Directions for this task
Please rewrite the data starting at the line containing "Task: point out every instance of the wooden" and ending with the last line of the data, changing "shrub in pot" to "potted shrub" and leaving everything else the same.

Records provided
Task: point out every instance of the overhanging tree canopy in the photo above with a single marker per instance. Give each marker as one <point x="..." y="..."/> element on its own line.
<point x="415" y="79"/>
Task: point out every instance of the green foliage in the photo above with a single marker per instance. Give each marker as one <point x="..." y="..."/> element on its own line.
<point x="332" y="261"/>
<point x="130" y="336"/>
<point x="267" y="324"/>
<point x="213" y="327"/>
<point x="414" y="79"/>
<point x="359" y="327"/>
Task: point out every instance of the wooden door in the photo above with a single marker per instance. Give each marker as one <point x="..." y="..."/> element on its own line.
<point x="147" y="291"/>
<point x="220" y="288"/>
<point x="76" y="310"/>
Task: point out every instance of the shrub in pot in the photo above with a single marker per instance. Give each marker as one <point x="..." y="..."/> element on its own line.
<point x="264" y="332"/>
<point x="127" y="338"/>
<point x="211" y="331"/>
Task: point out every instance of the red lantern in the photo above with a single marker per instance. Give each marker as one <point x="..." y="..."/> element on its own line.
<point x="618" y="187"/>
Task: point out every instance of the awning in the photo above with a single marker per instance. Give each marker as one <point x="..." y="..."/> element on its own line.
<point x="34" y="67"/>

Solution for this problem
Task: point out every instance of the wooden door in the photo above with a single marker per instance. Give each marker as one <point x="..." y="..."/> element on its own line.
<point x="147" y="291"/>
<point x="220" y="288"/>
<point x="76" y="310"/>
Task: point out every instance of the potted shrub in the photo above with a single marker per instance. Give each marker as one <point x="..." y="..."/> element on its own line.
<point x="264" y="332"/>
<point x="127" y="338"/>
<point x="211" y="331"/>
Task: point out every instance of the red lantern in the photo above with a single marker per instance. Give each marker as one <point x="..." y="..."/> element on its own line.
<point x="618" y="187"/>
Task: point out every instance of the awning in the photo above with a single marker per instance. Give each marker as one <point x="..." y="..."/> element on its own line.
<point x="34" y="67"/>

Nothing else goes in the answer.